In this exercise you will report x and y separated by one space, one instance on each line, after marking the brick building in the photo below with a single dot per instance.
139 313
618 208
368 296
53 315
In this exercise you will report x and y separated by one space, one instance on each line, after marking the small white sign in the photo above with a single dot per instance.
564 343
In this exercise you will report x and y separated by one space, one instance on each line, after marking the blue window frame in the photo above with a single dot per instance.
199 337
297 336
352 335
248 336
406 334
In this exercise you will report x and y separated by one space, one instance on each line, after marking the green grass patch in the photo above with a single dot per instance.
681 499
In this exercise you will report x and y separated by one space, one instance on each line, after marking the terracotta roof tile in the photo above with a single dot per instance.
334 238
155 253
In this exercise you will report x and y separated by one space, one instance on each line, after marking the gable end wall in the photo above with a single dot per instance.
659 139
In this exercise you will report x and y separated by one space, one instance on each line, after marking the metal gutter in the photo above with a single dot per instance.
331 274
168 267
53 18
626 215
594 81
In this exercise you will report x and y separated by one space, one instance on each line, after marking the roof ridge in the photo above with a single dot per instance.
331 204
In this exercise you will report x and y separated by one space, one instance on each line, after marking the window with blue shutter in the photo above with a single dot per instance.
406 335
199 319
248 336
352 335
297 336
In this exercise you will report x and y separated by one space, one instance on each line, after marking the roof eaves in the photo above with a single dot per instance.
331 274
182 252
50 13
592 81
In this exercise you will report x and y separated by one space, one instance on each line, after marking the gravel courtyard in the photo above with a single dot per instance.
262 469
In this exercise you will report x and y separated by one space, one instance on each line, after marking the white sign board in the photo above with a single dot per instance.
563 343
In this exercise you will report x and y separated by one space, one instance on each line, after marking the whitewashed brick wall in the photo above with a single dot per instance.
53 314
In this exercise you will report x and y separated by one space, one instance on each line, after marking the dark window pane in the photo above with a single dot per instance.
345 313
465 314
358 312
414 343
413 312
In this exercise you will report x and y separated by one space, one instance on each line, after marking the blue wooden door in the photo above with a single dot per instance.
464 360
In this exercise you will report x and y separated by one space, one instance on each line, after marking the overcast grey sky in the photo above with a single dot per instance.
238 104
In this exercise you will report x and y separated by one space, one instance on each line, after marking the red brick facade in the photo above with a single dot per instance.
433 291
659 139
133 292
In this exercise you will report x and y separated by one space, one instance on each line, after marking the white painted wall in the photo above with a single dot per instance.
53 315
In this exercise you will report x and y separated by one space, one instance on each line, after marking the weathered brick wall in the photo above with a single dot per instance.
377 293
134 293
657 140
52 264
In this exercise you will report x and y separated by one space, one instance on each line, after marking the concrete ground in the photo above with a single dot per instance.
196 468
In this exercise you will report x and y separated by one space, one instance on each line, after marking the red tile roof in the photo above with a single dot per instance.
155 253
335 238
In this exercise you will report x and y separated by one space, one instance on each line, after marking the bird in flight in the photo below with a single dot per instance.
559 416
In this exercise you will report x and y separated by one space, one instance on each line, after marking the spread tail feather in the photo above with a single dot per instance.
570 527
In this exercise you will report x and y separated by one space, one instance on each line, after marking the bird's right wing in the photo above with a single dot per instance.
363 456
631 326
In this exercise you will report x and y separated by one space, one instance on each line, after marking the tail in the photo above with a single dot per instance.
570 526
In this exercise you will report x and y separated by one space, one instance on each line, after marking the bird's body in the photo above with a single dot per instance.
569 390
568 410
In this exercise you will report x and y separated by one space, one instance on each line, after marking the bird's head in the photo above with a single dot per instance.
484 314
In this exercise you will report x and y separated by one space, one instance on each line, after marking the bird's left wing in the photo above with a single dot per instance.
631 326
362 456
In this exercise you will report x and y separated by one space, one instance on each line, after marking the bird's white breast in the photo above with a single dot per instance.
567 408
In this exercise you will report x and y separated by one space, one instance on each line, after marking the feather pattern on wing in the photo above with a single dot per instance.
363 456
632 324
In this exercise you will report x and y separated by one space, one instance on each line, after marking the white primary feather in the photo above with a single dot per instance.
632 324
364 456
++++++++
What to work on -> Write out the whole listing again, exactly as it stands.

Solution below ->
In this exercise you will report x and y separated by one space, one instance on each line, after marking the brick building in the photo below with a single dot per instance.
139 313
618 208
368 296
53 315
In this exercise you will report x and y separated by one space, one instance on each line, after marking the small white sign in the photo above with a single dot per instance.
564 343
In this exercise you will report x and y separated by one space, one instance on each line, after marking the blue window frame in the photo above with a single dot per instance.
199 337
297 336
352 335
248 336
406 334
In this exercise you will report x and y separated by one space, one instance on each line, after marking the green grass patch in the photo above with a single dot per instance.
681 499
In this exercise you will report x and y separated by one space, one instance on each line, after marking the terracotta roof tile in the photo above with a single dot per instance.
334 238
155 253
In this exercise you will report x and y separated by one space, one instance on each line, after marking the gable end wall in the photo above with a single dot per instance.
659 139
In this exercise you will report x and y separated by one space, one instance on each line, after marking the metal gutter in the photo above with a single dot per instance.
331 274
168 267
53 18
626 215
594 81
In this exercise you will report x and y separated by one space, one instance on each line, after marking the roof ridge in the photo above with a single dot per instance.
331 204
In this exercise you will report x and y separated by one space, one instance on each line, after marking the window with blue shutter in the photo above with a single dot per instance.
406 335
199 319
248 336
352 335
297 336
In this exercise you will report x and y separated by one space, one instance on each line, after marking the roof eaves in the photo above with a single dot per instance.
331 274
182 252
50 13
592 81
In this exercise you will report x and y separated by one space, one instance on each line, after marking the gravel courtyard in the photo above with a single dot per instance.
262 469
In this exercise you will report x and y separated by one space, one instance on each line, after marking the white sign board in the photo above with a single dot per instance.
563 343
In this exercise you will report x and y separated by one space, one instance on each line, after marking the whitewashed brick wall in the photo above with a single dot per instance.
53 314
In this exercise you will report x and y separated by one space, one instance on each line, after marking the dark window pane in the photo above with a single dot per instance.
345 313
465 314
358 312
414 343
413 312
In this exercise you will report x and y separated by one space, one instance on each line, after marking the blue wooden door in the photo above with a single dot per instance.
464 360
In this exercise you will report x and y separated by one space, one instance on each line, after marking the overcast grey sky in the photo above with a single dot per instance.
238 104
In this exercise you will report x and y separated by one space, one instance on each line, after marking the red brick facade in the photo above with a single dot per instance.
433 291
659 139
133 292
In this exercise you will report x and y separated by one space, one instance on each line, after marking the white painted wall in the photo above with a single dot per instance.
53 315
In this exercise you will report x and y separated by one space, one instance on each line, after marking the weathered brick wall in the photo above with a single dot per instance.
377 293
134 293
657 140
52 264
In this exercise you will report x and y separated by one space, one instance on each line, after marking the concrete ground in the photo above with a single dot per instance.
196 468
In this exercise you will report x and y separated by one space, one instance on each line, after marking the red tile roof in the photo above with a single dot per instance.
155 253
335 238
In this exercise you will report x and y separated by one space, one instance on each line, after marking the bird in flight in the photo below with a single dot per instance.
559 416
In this exercise you will report x and y separated by one space, one instance on each line, after marking the spread tail feather in the photo above with a single dot per instance.
570 527
In this exercise you will report x and y separated by one space, one instance on each line, after marking the bird's right wing in the photo above with a single dot per instance.
363 456
631 326
In this exercise you will report x and y separated by one space, one instance on each line, after marking the tail in the photo above with a single dot per instance.
570 526
In this exercise you will report x and y separated by one space, one instance on each line, after marking the bird's body in the photo above with a single dot per instance.
569 390
568 410
In this exercise you will report x and y separated by one space, one instance on each line, after marking the bird's head in the photo above with a single dot per instance.
484 314
In this exercise you will report x and y separated by one space, one instance on each line, after marking the bird's left wing in the photo above with a single dot per instance.
631 326
362 456
In this exercise you will report x and y separated by one space, one instance on each line, after marking the bird's white breast in the photo above with a single dot per instance.
567 408
In this exercise you will report x and y separated by one space, one instance on each line, after marking the feather pattern on wing in the photo above with a single dot per instance.
363 456
632 324
In this exercise you will report x and y separated by one space, one instance on each line, after marking the white primary feather in the photo above with a single dot per instance.
632 324
364 456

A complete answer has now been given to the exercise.